EXERCISE DETAILS.
Leave out the pictures and copy everything else in the entries exactly.

DATA SHOWN.
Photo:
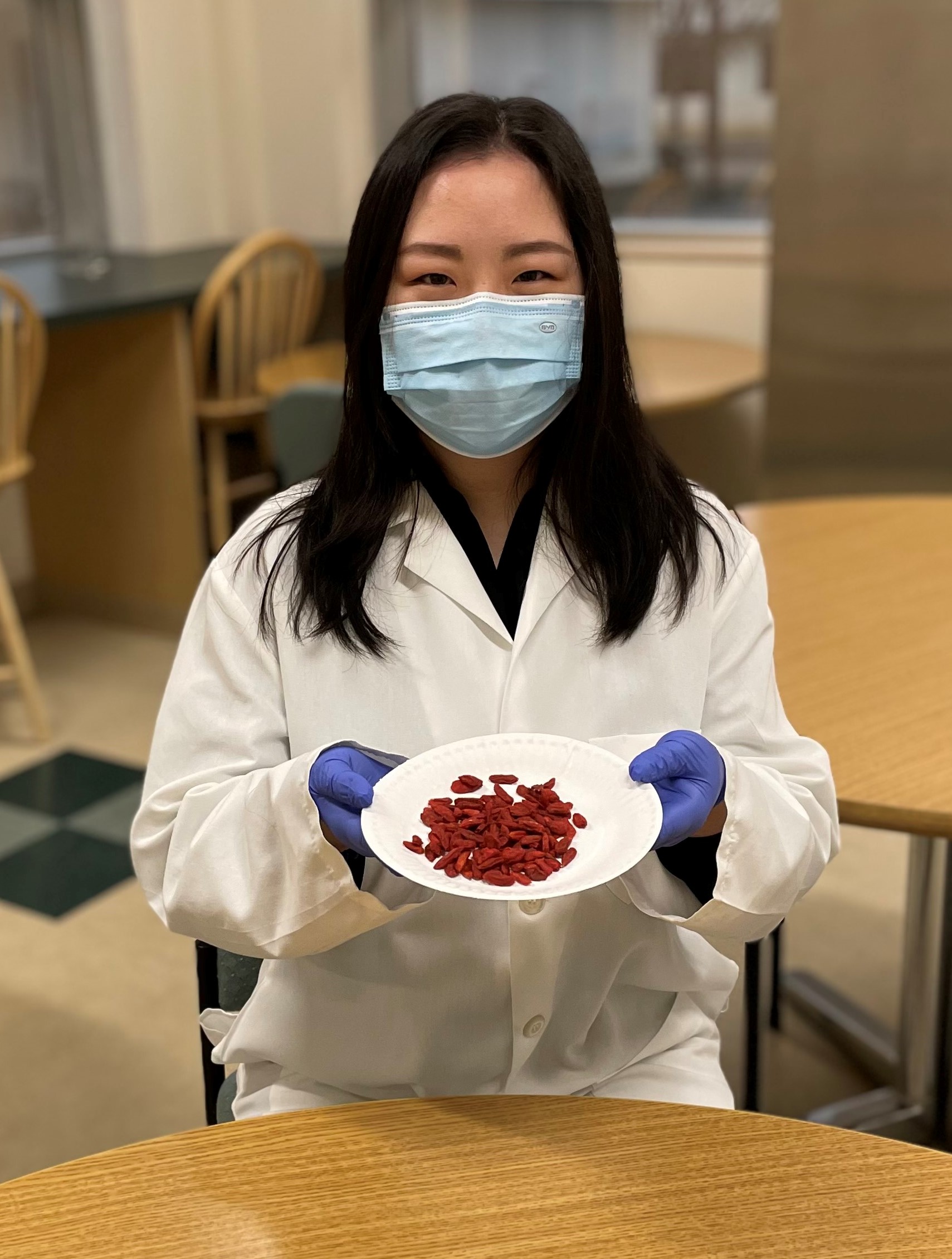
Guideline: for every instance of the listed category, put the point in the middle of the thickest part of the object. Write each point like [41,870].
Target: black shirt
[694,861]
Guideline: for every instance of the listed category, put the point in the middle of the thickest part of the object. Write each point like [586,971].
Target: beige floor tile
[102,686]
[100,1042]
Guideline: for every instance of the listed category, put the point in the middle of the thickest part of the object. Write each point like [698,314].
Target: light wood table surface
[862,596]
[672,373]
[491,1179]
[320,362]
[680,373]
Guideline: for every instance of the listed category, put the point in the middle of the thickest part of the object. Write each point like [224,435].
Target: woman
[497,545]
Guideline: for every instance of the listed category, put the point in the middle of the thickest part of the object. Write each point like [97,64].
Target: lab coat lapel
[437,558]
[550,573]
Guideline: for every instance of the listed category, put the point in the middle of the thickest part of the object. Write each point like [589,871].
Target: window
[26,212]
[51,186]
[673,99]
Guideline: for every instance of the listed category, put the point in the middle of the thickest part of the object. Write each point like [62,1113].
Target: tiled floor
[99,1039]
[65,828]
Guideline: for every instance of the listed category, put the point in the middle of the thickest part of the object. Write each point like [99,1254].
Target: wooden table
[682,373]
[115,498]
[862,596]
[320,362]
[515,1178]
[672,373]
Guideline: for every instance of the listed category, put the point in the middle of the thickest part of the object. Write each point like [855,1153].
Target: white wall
[697,285]
[219,118]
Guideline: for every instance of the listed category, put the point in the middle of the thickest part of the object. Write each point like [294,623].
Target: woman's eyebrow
[518,251]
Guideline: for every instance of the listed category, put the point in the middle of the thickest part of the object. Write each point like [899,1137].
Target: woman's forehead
[501,195]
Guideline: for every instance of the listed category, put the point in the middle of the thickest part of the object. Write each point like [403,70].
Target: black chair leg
[213,1075]
[753,1012]
[775,978]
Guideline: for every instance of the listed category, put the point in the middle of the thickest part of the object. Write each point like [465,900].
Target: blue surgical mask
[485,375]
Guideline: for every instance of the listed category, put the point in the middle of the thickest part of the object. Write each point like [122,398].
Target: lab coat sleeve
[228,843]
[782,806]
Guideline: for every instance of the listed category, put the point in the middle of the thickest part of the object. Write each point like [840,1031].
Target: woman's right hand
[341,785]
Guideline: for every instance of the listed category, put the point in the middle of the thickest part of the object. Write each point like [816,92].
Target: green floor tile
[22,827]
[67,784]
[62,872]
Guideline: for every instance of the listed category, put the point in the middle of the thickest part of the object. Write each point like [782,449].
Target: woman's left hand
[689,774]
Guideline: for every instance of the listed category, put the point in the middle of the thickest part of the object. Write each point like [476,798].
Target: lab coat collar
[436,557]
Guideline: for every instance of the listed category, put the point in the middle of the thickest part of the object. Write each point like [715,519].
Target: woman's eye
[433,278]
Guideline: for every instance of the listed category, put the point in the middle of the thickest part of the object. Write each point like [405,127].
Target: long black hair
[618,505]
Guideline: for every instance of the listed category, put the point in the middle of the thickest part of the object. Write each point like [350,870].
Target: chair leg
[777,961]
[213,1075]
[263,440]
[219,503]
[753,1015]
[22,660]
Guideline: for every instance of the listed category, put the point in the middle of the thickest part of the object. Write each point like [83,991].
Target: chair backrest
[260,303]
[23,361]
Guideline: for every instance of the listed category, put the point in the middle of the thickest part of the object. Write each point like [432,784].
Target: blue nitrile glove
[341,785]
[689,774]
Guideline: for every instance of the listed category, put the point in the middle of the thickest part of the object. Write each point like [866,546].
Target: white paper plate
[624,818]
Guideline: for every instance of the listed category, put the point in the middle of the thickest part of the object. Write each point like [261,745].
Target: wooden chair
[23,361]
[260,303]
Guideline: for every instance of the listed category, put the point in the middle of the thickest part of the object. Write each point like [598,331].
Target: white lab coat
[396,990]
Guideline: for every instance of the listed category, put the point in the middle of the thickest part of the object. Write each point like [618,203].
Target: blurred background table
[862,596]
[672,373]
[313,363]
[115,499]
[678,373]
[510,1178]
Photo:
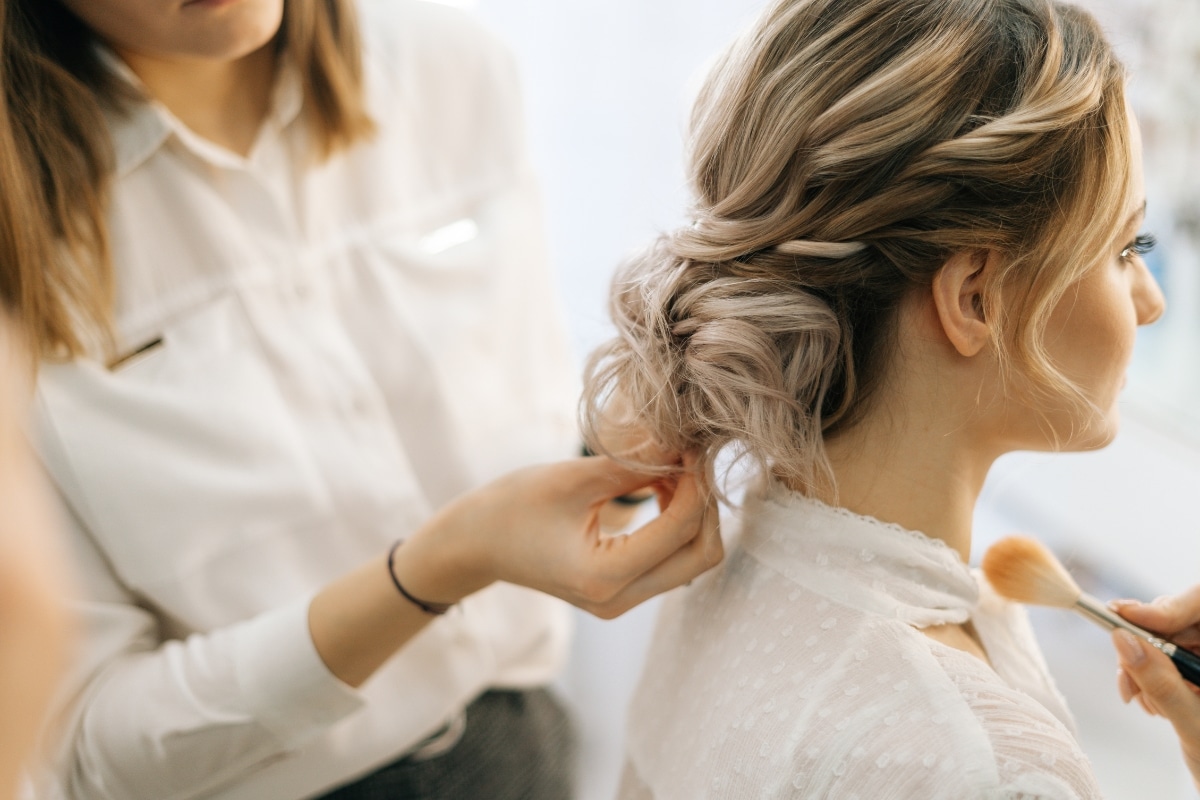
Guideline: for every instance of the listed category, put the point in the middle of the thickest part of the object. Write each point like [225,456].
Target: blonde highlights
[841,151]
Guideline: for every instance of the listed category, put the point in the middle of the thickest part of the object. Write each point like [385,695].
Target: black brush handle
[1187,662]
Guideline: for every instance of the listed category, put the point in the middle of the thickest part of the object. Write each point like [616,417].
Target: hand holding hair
[538,528]
[35,629]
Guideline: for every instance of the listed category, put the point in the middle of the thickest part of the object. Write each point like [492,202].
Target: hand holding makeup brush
[1150,677]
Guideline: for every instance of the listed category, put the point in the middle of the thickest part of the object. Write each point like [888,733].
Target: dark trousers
[516,746]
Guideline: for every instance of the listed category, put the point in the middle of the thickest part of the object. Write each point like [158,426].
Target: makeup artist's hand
[1150,677]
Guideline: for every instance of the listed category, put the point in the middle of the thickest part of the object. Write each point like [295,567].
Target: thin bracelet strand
[436,609]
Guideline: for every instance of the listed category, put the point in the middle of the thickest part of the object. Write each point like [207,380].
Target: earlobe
[958,293]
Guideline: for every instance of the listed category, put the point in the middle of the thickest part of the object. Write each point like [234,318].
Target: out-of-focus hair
[57,86]
[841,150]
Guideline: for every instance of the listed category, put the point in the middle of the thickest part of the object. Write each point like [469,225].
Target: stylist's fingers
[599,479]
[694,558]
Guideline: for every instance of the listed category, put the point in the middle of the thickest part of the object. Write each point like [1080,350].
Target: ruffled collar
[859,561]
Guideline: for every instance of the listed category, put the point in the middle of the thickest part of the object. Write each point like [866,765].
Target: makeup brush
[1023,569]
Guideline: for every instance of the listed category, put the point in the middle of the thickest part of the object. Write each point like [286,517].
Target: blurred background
[607,89]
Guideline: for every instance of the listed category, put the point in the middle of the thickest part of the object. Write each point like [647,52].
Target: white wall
[607,85]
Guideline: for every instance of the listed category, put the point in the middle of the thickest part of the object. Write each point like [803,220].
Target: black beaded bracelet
[436,609]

COMPLETE ANSWER.
Photo:
Guideline: for every instance of the listed category, put the point in the middle of the thickest part of the object. Write each point like [41,870].
Target: black shirt
[694,861]
Guideline: for every instance of the listed category, put the point in the middle of the thickest part of the object. Write each point like [586,971].
Target: beige floor tile
[102,686]
[100,1042]
Guideline: for every instance of the listed category, put the point in the middle of the thickest part of the object. Write each point like [698,314].
Target: light wood table surface
[862,596]
[672,373]
[491,1179]
[320,362]
[680,373]
Guideline: for every instance of the listed category, put the point in the middle of the thickest part of the object. Write each point like [224,435].
Target: woman
[497,545]
Guideline: for every instance of the listed category, put the point in the middle of the thickest part of the object. Write each point like [97,64].
Target: lab coat lapel
[437,558]
[550,573]
Guideline: for every instance of the listed category, put the point in the middle of the thickest part of the object. Write each point like [589,871].
Target: window
[26,212]
[51,186]
[673,99]
Guideline: for every instance of the listed category, put the point in the middle of the thickest part of the object. Write each point like [62,1113].
Target: tiled floor
[99,1039]
[65,828]
Guideline: for every instance of the listed category, put the point in the middle of the thickest part of the object. Write each point like [99,1254].
Target: wooden table
[682,373]
[115,498]
[862,596]
[320,362]
[515,1178]
[672,373]
Guideline: for every instance of the listed category, put the point in the middle of the thickest part of the object. Write each point like [855,1153].
Target: white wall
[697,285]
[219,118]
Guideline: for every instance of the listed category, put the point in the middle of the thickest part of the object. Write each point like [294,623].
Target: woman's eyebrow
[518,251]
Guideline: for every instance of the listed category, put the point in the middle of the thickest part of the object. Write each point like [899,1137].
Target: woman's forehead
[501,195]
Guideline: for every instance of the listed category, put the point in the middle of the thickest part of the object. Write each point like [403,70].
Target: black chair leg
[213,1075]
[753,1012]
[775,978]
Guideline: for every instance of the listed category, put the point in the middle of the thickest part of the object. Write each point like [465,900].
Target: blue surgical mask
[485,375]
Guideline: for every instance of the listed category, put the point in the middle of the thickest part of the object. Write each point like [122,398].
Target: lab coat sleeve
[228,843]
[782,806]
Guideline: for every instance of the listed category, put the point in the middle of the thickest part of the object. Write each point like [840,1031].
Target: woman's right hand
[341,785]
Guideline: for every instance of the listed category, put the point in the middle of the thickest part of the object. Write each point like [816,92].
Target: green floor tile
[22,827]
[67,784]
[62,872]
Guideline: for every instance of the listed category, put the point in the middle of the thickest part of the object. Write each point like [782,449].
Target: woman's left hand
[689,774]
Guideline: for every instance of the listed category, put the point in the middle of the thickest part of the object. Write each point like [476,798].
Target: lab coat collar
[436,557]
Guideline: for every instance of the listed category, put the point in the middle of the thickest part of the object. Write each point like [715,519].
Target: woman's eye
[433,278]
Guideline: for every instance of the listed category, put the point in the middle of the thickest part of the object. Write each point like [405,127].
Target: long black hair
[618,505]
Guideline: for every instance of the listed category, put the point in the middle of the thickest part of the object. Write each point like [350,870].
Target: chair leg
[777,961]
[213,1075]
[263,440]
[219,503]
[753,1015]
[22,660]
Guideline: for every instance of the listed category, put the point in the middle of the thickest part of the object. Write each point like [83,991].
Target: chair backrest
[260,303]
[23,361]
Guideline: for every instance of the listed category, put the point in the middle of the thickest part of the object. Write each point like [432,784].
Target: blue nitrile glove
[341,785]
[689,774]
Guideline: for every instance of the listed category, put the point in the middle of the thickest part of the object. Write each point like [866,546].
Target: white paper plate
[624,818]
Guideline: for every instance of the listed category, put the point in the middle of the thickest part of the object. Write each point like [261,745].
Target: wooden chair
[23,361]
[260,303]
Guideline: for every instance of the listed category, put the point in the middle of the thickest part of the object. Write each point like [598,331].
Target: white lab coat
[396,990]
Guideline: for every instance of the listed category, put the point in the middle of the thickest part of the object. Write each point like [618,203].
Target: blurred background table
[862,596]
[672,373]
[313,363]
[115,499]
[678,373]
[510,1178]
Photo:
Guideline: for every instance of the listed category, put the point in the middle of the thickest part of the object. Write each point like [225,456].
Target: blonde highlights
[841,151]
Guideline: for every instance of the listed category, put the point in the middle of the thickest part of the object. Write each point like [385,695].
Target: black brush handle
[1187,662]
Guideline: for every instance of the listed category, put the point in the middle of the thickest part of the object. Write each point like [616,417].
Target: hand holding hair
[538,528]
[35,629]
Guideline: for every instance of the listed category, put the point in the middle of the thickest part of the object. Write each point like [492,202].
Target: hand holding makeup brush
[1150,677]
Guideline: for every instance of the listed category, put the point in the middle of the thickest part of the object. Write each point like [888,733].
Target: dark trousers
[516,746]
Guideline: for every instance of the listed category, put the point in the middle of the thickest part of the object. Write each point like [158,426].
Target: makeup artist's hand
[1150,677]
Guideline: for every instance of the listed category, put the point in the middle of the thickest part of the object. Write each point like [295,567].
Target: thin bracelet strand
[436,609]
Guideline: for every instance of the listed category, put the point in the middle of the thickest part of the object. Write each point like [207,380].
Target: earlobe
[958,293]
Guideline: for every instance of the listed category, put the point in the middle of the thickest part of the object. Write each point like [234,318].
Target: out-of-focus hair
[57,86]
[841,150]
Guideline: for every instance of the listed category, put the point in the middle of the thickest part of the object. Write each point like [469,225].
Target: stylist's fingers
[599,479]
[694,558]
Guideline: for every instance of the listed category, put the point in the middle of the thickest part of the object. Write each point like [1080,350].
Target: ruffled collar
[859,561]
Guideline: for every instance of the listed category, put the point in the middle of the thickest part of the object. Write each point like [866,765].
Target: makeup brush
[1023,569]
Guideline: for every instance of the listed category, put the point in the middle of the thickest part of the object. Write each point like [286,517].
Target: blurred background
[607,89]
Guideline: for every instance of the listed category, put the point in the middle of the thickest part of the object. Write each point like [647,52].
Target: white wall
[607,85]
Guideline: for every instance of the listed category, put the point in the middle of the thickest part of the object. Write each point like [803,220].
Target: black beaded bracelet
[436,609]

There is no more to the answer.